■ DESCRIPTION OF THE TASK ■
Render the items as a two-column CSV with the columns label_request and points, one row per item, starting with the line containing "drop a point: the building facade" and going on through the end of the items. Put each item's text and its answer in one quoted field apiece, with line breaks turned into spaces.

■ RECORD EXCERPTS ■
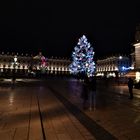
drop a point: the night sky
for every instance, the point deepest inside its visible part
(54, 27)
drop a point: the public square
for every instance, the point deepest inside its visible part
(52, 109)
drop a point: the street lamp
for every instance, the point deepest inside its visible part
(14, 65)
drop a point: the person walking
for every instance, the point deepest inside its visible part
(92, 92)
(84, 93)
(130, 87)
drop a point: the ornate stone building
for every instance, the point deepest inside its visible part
(112, 66)
(25, 64)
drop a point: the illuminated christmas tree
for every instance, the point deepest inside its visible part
(82, 57)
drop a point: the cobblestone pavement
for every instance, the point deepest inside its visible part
(53, 110)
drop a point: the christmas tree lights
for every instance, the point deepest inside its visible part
(82, 57)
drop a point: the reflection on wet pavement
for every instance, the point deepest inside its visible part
(112, 116)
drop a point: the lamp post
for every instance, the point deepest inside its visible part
(14, 66)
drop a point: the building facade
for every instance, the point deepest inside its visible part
(113, 66)
(24, 64)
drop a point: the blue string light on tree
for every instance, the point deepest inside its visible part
(82, 58)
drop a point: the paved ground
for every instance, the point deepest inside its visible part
(53, 110)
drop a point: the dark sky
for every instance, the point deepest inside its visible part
(54, 27)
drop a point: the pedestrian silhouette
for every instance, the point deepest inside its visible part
(92, 91)
(84, 94)
(130, 87)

■ PROBLEM SOLUTION ■
label_request,points
"drop a point: the building facade for every instance, the point deepest inside its visible part","(113, 66) (24, 64)"
"drop a point: the blue string light on tree for every instance, the point deepest inside its visible part","(82, 58)"
"drop a point: the paved ground for every instance, the point deepest inside its visible part","(53, 110)"
"drop a point: the dark sky for every instance, the point deepest inside its visible part","(54, 27)"
"drop a point: the pedestrian silhouette for every instance, the point deepest inside its visible part","(92, 91) (84, 94) (130, 87)"